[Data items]
• • • • •

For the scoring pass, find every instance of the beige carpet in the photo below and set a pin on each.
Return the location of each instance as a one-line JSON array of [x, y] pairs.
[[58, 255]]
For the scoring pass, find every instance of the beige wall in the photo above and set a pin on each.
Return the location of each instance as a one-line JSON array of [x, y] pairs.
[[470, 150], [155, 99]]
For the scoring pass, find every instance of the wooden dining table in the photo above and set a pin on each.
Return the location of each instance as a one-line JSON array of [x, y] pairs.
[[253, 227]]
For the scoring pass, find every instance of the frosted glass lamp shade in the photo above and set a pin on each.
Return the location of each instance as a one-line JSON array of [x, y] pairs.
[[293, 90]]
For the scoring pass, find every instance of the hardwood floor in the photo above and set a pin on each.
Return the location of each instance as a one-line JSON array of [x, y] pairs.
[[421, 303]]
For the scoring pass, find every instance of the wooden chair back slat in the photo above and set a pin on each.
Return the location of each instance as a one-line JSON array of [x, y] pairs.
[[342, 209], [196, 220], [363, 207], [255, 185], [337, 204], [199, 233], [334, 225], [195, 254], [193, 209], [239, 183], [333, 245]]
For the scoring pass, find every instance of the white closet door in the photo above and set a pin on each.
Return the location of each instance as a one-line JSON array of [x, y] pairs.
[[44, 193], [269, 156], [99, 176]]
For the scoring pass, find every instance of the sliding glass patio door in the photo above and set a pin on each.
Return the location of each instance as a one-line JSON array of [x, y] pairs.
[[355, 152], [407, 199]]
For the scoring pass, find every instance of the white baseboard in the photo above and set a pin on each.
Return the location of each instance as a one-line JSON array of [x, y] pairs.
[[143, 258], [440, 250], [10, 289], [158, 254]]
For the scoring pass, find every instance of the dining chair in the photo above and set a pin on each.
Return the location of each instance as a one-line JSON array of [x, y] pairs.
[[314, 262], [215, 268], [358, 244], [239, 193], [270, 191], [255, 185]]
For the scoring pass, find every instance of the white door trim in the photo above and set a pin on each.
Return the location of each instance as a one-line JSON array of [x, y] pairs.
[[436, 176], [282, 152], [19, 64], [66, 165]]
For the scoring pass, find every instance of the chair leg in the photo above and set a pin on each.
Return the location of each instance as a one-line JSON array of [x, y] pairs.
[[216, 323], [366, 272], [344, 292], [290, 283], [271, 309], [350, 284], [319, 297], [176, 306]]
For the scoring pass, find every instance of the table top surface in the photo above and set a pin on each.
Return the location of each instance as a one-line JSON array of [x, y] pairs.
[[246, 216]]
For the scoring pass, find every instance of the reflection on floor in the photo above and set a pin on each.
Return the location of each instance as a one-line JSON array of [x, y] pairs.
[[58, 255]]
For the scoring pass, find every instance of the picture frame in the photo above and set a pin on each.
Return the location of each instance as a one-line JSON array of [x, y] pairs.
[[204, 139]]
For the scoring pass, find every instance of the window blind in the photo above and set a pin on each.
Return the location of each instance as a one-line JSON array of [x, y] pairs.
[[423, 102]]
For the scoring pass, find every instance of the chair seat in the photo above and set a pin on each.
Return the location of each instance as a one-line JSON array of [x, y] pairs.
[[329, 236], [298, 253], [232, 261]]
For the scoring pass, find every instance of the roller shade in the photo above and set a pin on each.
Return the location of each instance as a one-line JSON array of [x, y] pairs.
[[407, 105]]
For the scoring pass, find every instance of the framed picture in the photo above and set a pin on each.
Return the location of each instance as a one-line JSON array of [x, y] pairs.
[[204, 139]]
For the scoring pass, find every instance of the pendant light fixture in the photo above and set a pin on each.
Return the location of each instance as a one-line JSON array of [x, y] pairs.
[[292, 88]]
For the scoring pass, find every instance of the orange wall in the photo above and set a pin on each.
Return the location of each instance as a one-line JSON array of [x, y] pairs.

• • • • •

— CHALLENGE —
Rewrite every line of the records above as a numbered list, skipping any blank lines.

— PROBLEM SOLUTION —
1. For the scoring pass, find every instance of the beige carpet in the photo below and set a pin on each.
2. Return the location of each instance as a one-line JSON array of [x, y] pairs.
3. [[58, 255]]
4. For the scoring pass, find every instance of the beige wall in the photo above and set a pin on each.
5. Return the location of each instance as a one-line JSON array of [x, y] pairs.
6. [[470, 150], [155, 99]]
7. For the scoring pass, find every instance of the wooden dining table in the photo above and set a pin on each.
8. Return the location of each instance as a one-line JSON array of [x, y] pairs.
9. [[253, 227]]
10. For the scoring pass, find every instance of the frosted glass lamp shade in the photo above and set a pin on each.
11. Return the location of each instance as a one-line JSON array of [x, y] pairs.
12. [[293, 90]]
13. For the scoring pass, find every instance of the hardwood floor in the photo above and set a pin on each.
14. Return the location of each instance as a one-line JSON array of [x, y] pairs.
15. [[421, 303]]
16. For the scoring pass, find every instance of the wooden chair back slat in the photo above and set a pin on each.
17. Return the location of each instance as a one-line JSON array of [x, y] pairs.
18. [[342, 209], [196, 220], [363, 207], [255, 185], [337, 204], [199, 233], [334, 225], [195, 254], [193, 209], [239, 183], [333, 245]]
19. For the scoring pass, find every instance of the white closet door in the photo above and set a pin on each.
20. Return the location of each instance as a one-line JSON array of [x, y] pairs.
21. [[44, 193], [269, 156], [99, 176]]
22. For the scoring pass, find every instance of the sliding glass patio door in the photo above and set a pin on each.
23. Return the location of each instance as a one-line JSON array of [x, y] pairs.
24. [[355, 152], [407, 199]]
25. For the scoring pass, find every instance of the white baseboard in the photo above and set a pin on each.
26. Return the location of each instance as a one-line JSON array of [x, y] pairs.
27. [[143, 258], [440, 250], [10, 289], [158, 254]]
28. For the scoring pass, find every instance of the dining chair in the photo above and set a pin on each.
29. Return the location of each instance as a one-line JSON array of [x, y] pairs.
30. [[314, 262], [215, 268], [358, 244], [239, 193], [270, 191], [255, 185]]
31. For the scoring pass, find every instance of the white door trim in the photo above and set a pin on each.
32. Return the location of each instance as a one-line JSON array of [x, y] pairs.
33. [[436, 176], [282, 152], [19, 64], [66, 165]]
34. For the scoring pass, find every instance of the chair leg in the photo above and set a pin on each.
35. Return the location of each instance as a one-line JSON array of [x, y] pairs.
36. [[216, 323], [366, 272], [344, 292], [290, 283], [271, 309], [350, 284], [319, 297], [176, 306]]
37. For the scoring pass, find every instance of the table top surface in the photo above and set a pin on each.
38. Return the location of each instance as a one-line JSON array of [x, y] pairs.
39. [[246, 216]]
40. For the scoring pass, find every instance of the reflection on floor in the photo above and set a pin on each.
41. Return the location of each instance as a one-line JSON array of [x, y] pairs.
42. [[58, 255]]
43. For the scoring pass, find every instance of the picture frame in the photo above and set a pin on each.
44. Return the location of each instance as a one-line JSON array of [x, y] pairs.
45. [[204, 139]]
46. For the scoring pass, find every instance of the window blind in the photo above and set a pin on each.
47. Return the location of each instance as a one-line JSON array of [x, y] pairs.
48. [[423, 102]]
49. For the scoring pass, find every instance of the chair seat in the photo above and set a pin on each.
50. Return the location of each instance as a one-line JSON array of [x, y] pairs.
51. [[329, 236], [298, 253], [232, 261]]
52. For the scoring pass, find every instance of the roller shade in the photo above and set a pin on each.
53. Return the location of each instance as a one-line JSON array of [x, y] pairs.
54. [[407, 105]]
55. For the scoring pass, find every instance of the framed picture in the photo above and set a pin on each.
56. Return the location of each instance as a one-line JSON array of [x, y] pairs.
57. [[204, 139]]
58. For the scoring pass, find every instance of the pendant light fixture in the photo above and set a pin on each.
59. Return the location of each instance as a one-line JSON array of [x, y] pairs.
60. [[292, 88]]
61. For the scoring pass, find every instance of the orange wall in the photo above and set a pin on each.
62. Return the location of each instance as a one-line JSON array of [x, y] pairs.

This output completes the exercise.